_QUOTED PASSAGE_.
The national housing market is stuck in a post-pandemic rut.
Prices and interest rates have stalled out at unaffordable highs, keeping buyers at bay. Sellers, unable to fetch the still-higher prices they want, are backing out of the market in droves. The result is a housing market stuck in molasses, with a slow down in new listings, stagnant sales and an uptick in deals cancelled at the last minute.
If the country as a whole is in the middle of a housing market drought, conditions look especially parched in California.
New homes listed for sale fell by more than 17% in San Francisco, compared to the same time last year, according to online real estate broker Redfin. There were double-digit year-over-year declines in listings in San Diego, Riverside, Anaheim too. Of the 10 metros where new listings fell fastest, five were in California.
“The number of transactions have absolutely slowed down,” said Amy Kong, a real estate agent who works in and around San Francisco. “As everyone knows, it’s because of the higher interest rates and the affordability, which is just really, really low.”
Part of the market slow down can be blamed on a nationwide financial pathology that dates back half a decade, said Daryl Fairweather, Redfin’s chief economist. As mortgage borrowing costs have whipsawed from ultra-low to harrowingly high over the last five years, the gap between what most current homeowners pay for their mortgage and what they would pay if they were to borrow and buy again has reached historic highs. That makes this an inauspicious time for most homeowners to sell.

_TASK REQUIREMENTS_. Transcribe the section of the housing market article starting with "Prices and interest" and going on through "the last minute.".

_DATASET CONTENT_.

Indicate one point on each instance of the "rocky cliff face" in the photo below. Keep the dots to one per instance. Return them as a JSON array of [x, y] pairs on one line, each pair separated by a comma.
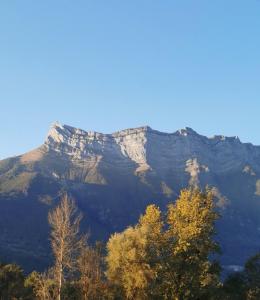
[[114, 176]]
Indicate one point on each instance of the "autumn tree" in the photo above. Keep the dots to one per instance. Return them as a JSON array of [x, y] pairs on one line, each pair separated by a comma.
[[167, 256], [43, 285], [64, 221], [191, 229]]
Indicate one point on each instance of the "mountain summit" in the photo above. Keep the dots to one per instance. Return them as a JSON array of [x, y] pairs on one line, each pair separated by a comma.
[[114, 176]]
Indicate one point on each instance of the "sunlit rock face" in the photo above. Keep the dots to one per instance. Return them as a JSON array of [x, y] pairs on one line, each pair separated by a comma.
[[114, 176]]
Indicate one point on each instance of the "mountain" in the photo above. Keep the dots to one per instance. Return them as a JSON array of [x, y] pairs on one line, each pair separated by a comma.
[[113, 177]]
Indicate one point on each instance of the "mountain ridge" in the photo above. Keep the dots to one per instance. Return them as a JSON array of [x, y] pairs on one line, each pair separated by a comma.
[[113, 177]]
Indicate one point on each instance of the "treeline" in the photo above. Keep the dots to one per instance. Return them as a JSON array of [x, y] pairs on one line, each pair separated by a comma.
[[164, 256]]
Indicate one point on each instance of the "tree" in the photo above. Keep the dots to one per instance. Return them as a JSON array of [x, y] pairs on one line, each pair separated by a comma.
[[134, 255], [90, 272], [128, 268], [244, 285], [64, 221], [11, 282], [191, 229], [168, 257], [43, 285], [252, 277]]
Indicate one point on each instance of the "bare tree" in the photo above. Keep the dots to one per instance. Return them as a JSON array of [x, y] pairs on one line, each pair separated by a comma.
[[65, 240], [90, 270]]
* * *
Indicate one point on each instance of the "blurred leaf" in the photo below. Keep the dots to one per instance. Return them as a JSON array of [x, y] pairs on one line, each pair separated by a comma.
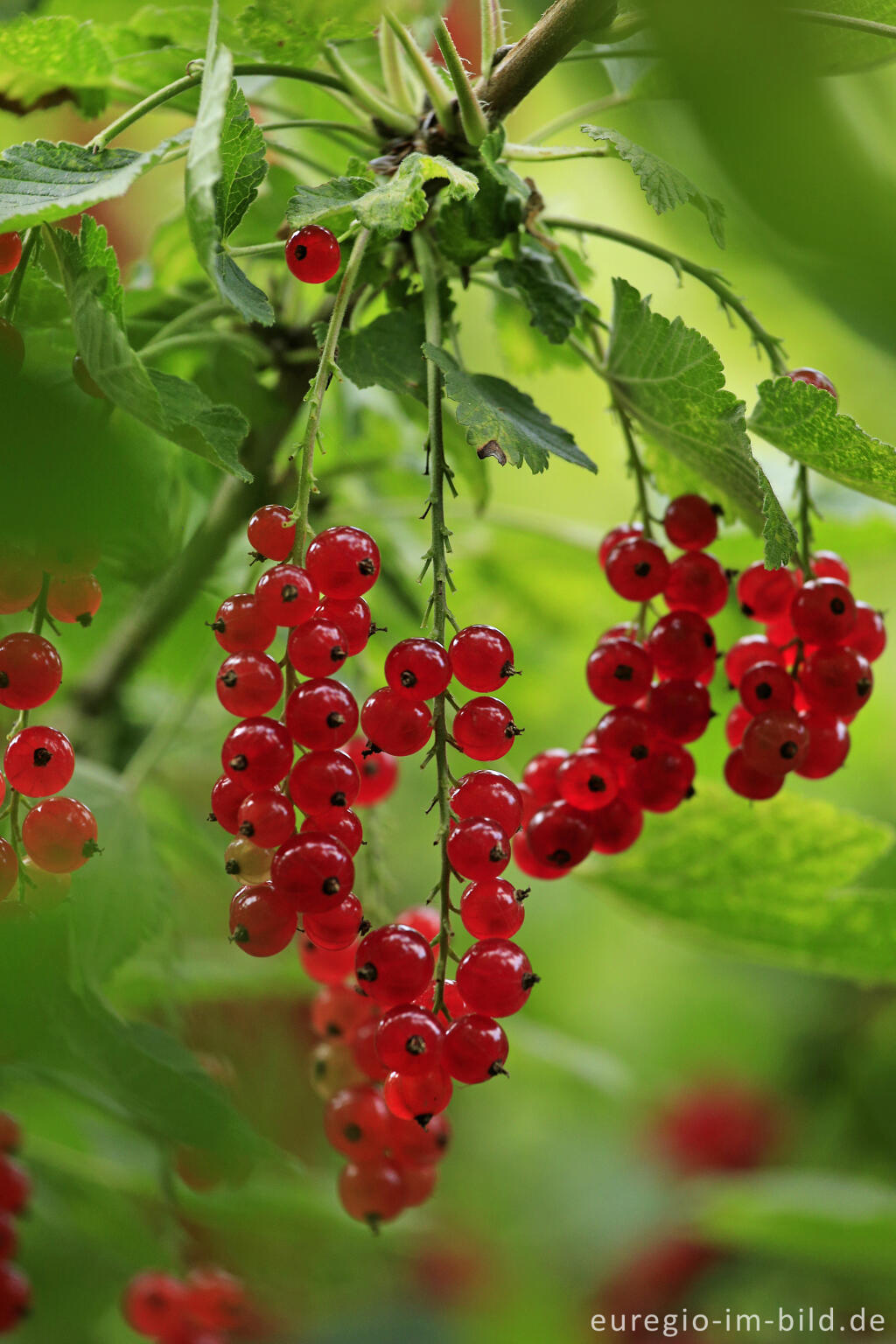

_EXERCISE RESULT_.
Prices and interest rates have stalled out at unaffordable highs, keeping buyers at bay. Sellers, unable to fetch the still-higher prices they want, are backing out of the market in droves. The result is a housing market stuck in molasses, with a slow down in new listings, stagnant sales and an uptick in deals cancelled at the last minute.